▶ **EXERCISE DETAILS**:
Nothing in the records below should be altered in the copy, although the pictures must be left out.

▶ **DATASET**:
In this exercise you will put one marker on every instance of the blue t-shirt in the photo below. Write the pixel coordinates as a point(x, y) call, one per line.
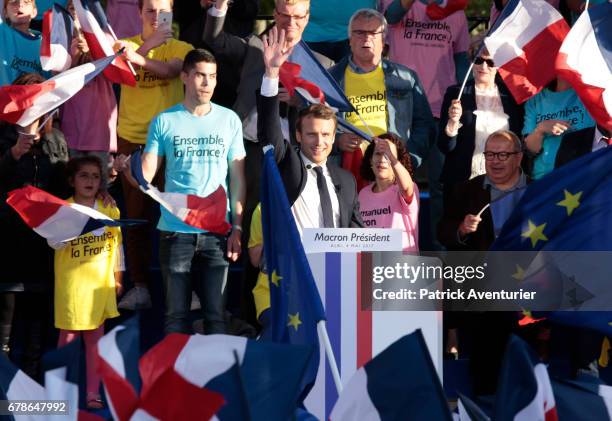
point(197, 151)
point(19, 54)
point(549, 105)
point(329, 18)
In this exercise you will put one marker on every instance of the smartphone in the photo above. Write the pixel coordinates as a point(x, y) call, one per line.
point(165, 20)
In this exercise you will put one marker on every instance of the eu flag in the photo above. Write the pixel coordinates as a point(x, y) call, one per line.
point(295, 304)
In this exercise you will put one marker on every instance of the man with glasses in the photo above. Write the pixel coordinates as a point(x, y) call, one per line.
point(464, 225)
point(389, 97)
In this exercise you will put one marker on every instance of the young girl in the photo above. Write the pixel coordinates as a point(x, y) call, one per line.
point(88, 273)
point(392, 200)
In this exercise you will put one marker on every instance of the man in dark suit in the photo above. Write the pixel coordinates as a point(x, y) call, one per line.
point(461, 228)
point(321, 194)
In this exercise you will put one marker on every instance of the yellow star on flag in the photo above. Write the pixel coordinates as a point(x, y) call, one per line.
point(519, 275)
point(294, 320)
point(535, 233)
point(275, 278)
point(571, 201)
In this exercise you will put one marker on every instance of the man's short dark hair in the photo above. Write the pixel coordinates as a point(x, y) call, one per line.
point(195, 56)
point(319, 111)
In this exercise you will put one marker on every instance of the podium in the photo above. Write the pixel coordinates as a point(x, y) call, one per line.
point(357, 333)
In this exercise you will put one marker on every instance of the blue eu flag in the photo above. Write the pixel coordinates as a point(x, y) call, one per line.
point(295, 304)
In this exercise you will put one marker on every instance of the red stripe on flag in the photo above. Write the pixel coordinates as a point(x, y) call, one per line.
point(591, 96)
point(118, 71)
point(364, 309)
point(159, 358)
point(529, 73)
point(120, 392)
point(16, 99)
point(45, 45)
point(208, 213)
point(34, 206)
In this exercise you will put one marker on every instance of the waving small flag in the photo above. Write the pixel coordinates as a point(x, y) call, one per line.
point(24, 104)
point(206, 213)
point(100, 39)
point(56, 39)
point(55, 219)
point(524, 43)
point(585, 61)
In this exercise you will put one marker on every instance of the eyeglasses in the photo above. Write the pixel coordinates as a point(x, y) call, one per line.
point(480, 60)
point(363, 34)
point(501, 156)
point(289, 17)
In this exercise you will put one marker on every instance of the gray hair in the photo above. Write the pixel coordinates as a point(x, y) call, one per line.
point(368, 14)
point(509, 136)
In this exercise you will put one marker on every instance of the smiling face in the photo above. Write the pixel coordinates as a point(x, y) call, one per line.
point(366, 40)
point(293, 18)
point(20, 12)
point(502, 172)
point(200, 82)
point(316, 138)
point(86, 182)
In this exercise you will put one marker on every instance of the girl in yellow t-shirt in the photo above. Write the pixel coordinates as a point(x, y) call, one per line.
point(88, 273)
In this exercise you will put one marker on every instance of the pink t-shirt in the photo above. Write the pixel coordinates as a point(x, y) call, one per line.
point(89, 119)
point(388, 209)
point(427, 46)
point(124, 17)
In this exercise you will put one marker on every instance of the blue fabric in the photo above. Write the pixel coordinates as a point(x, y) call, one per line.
point(549, 105)
point(294, 296)
point(329, 18)
point(197, 152)
point(20, 53)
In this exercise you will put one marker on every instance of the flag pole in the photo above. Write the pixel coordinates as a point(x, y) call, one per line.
point(322, 328)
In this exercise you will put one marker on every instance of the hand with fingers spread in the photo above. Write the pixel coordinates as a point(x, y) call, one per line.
point(275, 52)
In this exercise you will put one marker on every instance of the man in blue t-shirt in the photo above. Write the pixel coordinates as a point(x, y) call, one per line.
point(201, 143)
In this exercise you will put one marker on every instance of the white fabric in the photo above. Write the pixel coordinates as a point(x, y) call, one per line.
point(490, 117)
point(218, 351)
point(307, 208)
point(354, 404)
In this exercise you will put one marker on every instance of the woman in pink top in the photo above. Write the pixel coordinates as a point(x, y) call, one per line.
point(392, 200)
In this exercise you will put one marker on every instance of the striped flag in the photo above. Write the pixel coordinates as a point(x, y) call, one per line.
point(524, 43)
point(58, 220)
point(24, 104)
point(100, 39)
point(56, 39)
point(206, 213)
point(585, 61)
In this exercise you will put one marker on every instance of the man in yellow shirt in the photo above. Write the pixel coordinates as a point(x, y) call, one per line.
point(157, 59)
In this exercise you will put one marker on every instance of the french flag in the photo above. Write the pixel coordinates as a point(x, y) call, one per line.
point(24, 104)
point(524, 391)
point(55, 219)
point(524, 43)
point(100, 39)
point(206, 213)
point(56, 39)
point(585, 61)
point(399, 383)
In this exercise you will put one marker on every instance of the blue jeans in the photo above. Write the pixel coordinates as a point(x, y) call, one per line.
point(198, 260)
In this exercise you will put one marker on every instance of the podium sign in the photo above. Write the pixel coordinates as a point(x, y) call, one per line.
point(356, 333)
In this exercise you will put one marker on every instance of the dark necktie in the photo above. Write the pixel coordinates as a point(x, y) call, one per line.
point(328, 214)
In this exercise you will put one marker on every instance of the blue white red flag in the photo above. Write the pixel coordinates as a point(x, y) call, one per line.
point(58, 220)
point(585, 61)
point(207, 213)
point(100, 40)
point(56, 39)
point(24, 104)
point(524, 43)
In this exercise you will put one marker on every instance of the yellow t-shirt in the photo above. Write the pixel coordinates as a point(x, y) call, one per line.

▶ **RESPONSE AREA**:
In this exercise you will put one marker on every instance of the blue t-shirt in the photo below. Write the pixel coordinates as a point(x, y) call, one per line.
point(197, 151)
point(19, 54)
point(549, 105)
point(329, 18)
In this exercise you will put one marker on every instance of the smartphone in the photo above. Write the pixel coordinates as a point(x, y) call, one per line.
point(165, 20)
In this exercise you will put one marker on every instance of the eu flag in the photo above. Write the pixel coordinates as a point(x, y) call, one per line.
point(295, 304)
In this exercise you will put one marker on every instance of the man with glasses in the photo above. Write the pixel coordinates as a point(x, y) call, one per line.
point(464, 225)
point(389, 97)
In this exercise you will put one marker on every instance of the young girl in the photo above. Write the pixel coordinates as a point(x, y) call, one per line.
point(88, 273)
point(392, 200)
In this exercise you will put one marker on every instance of the man in dark suit in the photo above. Write the pixel coordinates as a point(x, y) call, one per line.
point(461, 228)
point(321, 194)
In this exercise you will put one marker on every instance of the yellow star on flag in the photo above. Write the pixel coordinates as a point(x, y) call, one per line.
point(519, 275)
point(294, 320)
point(535, 233)
point(275, 278)
point(571, 201)
In this exercise you will put one marker on every instance of the man's short dark hair in the photo above. Write the pixel coordinates as a point(x, y) call, one per line.
point(195, 56)
point(319, 111)
In this exercise you will put one marker on every instance of the podium in the photo above. Write the pixel coordinates as a point(x, y) call, one per line.
point(357, 333)
In this exercise you will put one marker on every instance of the blue eu flag in the photo above. Write the pixel coordinates as a point(x, y) call, one per line.
point(295, 304)
In this exercise you will put one marker on every instance of the red stripe on flag in the photo above. Write the pixel coordinates as a point(x, y) call, one per line.
point(591, 96)
point(118, 71)
point(364, 309)
point(159, 358)
point(529, 73)
point(120, 392)
point(16, 99)
point(45, 45)
point(208, 213)
point(34, 206)
In this exercise you will put one marker on every instance of the waving small flag in the photo above. Write the pixel coordinates as a point(x, y) call, one per line.
point(24, 104)
point(206, 213)
point(100, 39)
point(56, 39)
point(55, 219)
point(524, 43)
point(585, 61)
In this exercise you will put one marker on every instance of the eyeglasses in the photo above. Write the pixel coordinates as a point(x, y) call, one per line.
point(480, 60)
point(363, 34)
point(501, 156)
point(289, 17)
In this exercise you will put one marker on every instance of the gray hair in the photo above. Write the pixel coordinates as a point(x, y) call, one per line.
point(368, 14)
point(509, 136)
In this exercise you will put one marker on every instance of the smiling face in the photo above. Write the pixel coordinates as a point(x, y) call, one per line.
point(366, 40)
point(293, 18)
point(20, 12)
point(502, 172)
point(200, 82)
point(316, 138)
point(86, 182)
In this exercise you will put one marker on every instance of the girl in yellow t-shirt in the photo above. Write the pixel coordinates as a point(x, y) call, one per line.
point(88, 273)
In this exercise you will put one marker on every instance of the pink t-shirt in the photo above. Write the pixel coordinates as a point(x, y) call, one per line.
point(89, 119)
point(388, 209)
point(427, 46)
point(124, 17)
In this exercise you will put one marker on every instance of the blue fabric in the photo above. Write the pixel coordinates as a point(x, y) call, one per line.
point(549, 105)
point(294, 296)
point(329, 18)
point(197, 152)
point(20, 53)
In this exercise you will put one marker on every instance of the flag pole in the photo above. Write the pixel coordinates as a point(x, y) call, one per line.
point(322, 328)
In this exercise you will put one marker on every instance of the hand with fingers spread in the photo above. Write the pixel coordinates as a point(x, y) call, one per line.
point(275, 52)
In this exercise you will put one marker on every instance of the man in blue t-shirt in the photo above. Write the pixel coordinates as a point(x, y) call, one per line.
point(201, 143)
In this exercise you will put one marker on every instance of the white fabric in the photo above. Write the pixel coordinates as a point(x, y) call, one per line.
point(490, 117)
point(218, 351)
point(307, 208)
point(354, 404)
In this exercise you will put one marker on every instance of the woman in pink top in the photo above. Write the pixel coordinates as a point(x, y) call, one per line.
point(392, 200)
In this exercise you will put one marker on every instance of the striped flag in the photo above. Write the pixel coordinates as a point(x, y) call, one per line.
point(524, 43)
point(58, 220)
point(24, 104)
point(100, 39)
point(56, 39)
point(206, 213)
point(585, 61)
In this exercise you will put one marker on every instance of the man in yellow shirt in the photo above. Write the pixel coordinates as a point(x, y) call, one per line.
point(157, 59)
In this exercise you will put one marker on every instance of the french flag in the photo above. Write the pixel coordinates as a point(x, y) call, one per line.
point(24, 104)
point(524, 391)
point(55, 219)
point(524, 43)
point(100, 39)
point(206, 213)
point(56, 39)
point(585, 61)
point(399, 383)
In this exercise you will put one marker on every instance of the blue jeans in the photo above. Write the pixel coordinates as a point(x, y) call, one per line.
point(198, 260)
In this exercise you will put one marker on every instance of the podium sign in the photo above. Write the pixel coordinates as a point(x, y) call, one per line.
point(356, 333)
In this exercise you will put one marker on every instance of the dark necktie in the photo above. Write the pixel coordinates as a point(x, y) call, one per line.
point(328, 214)
In this exercise you will put one marker on every instance of the blue white red flag in the photo above. Write the pixel coordinates as a point(x, y) call, one per line.
point(58, 220)
point(585, 61)
point(207, 213)
point(100, 40)
point(56, 39)
point(24, 104)
point(524, 43)
In this exercise you will put one marker on every instance of the yellow t-shirt in the photo above. Write the pixel coordinates as a point(x, y) call, one per line.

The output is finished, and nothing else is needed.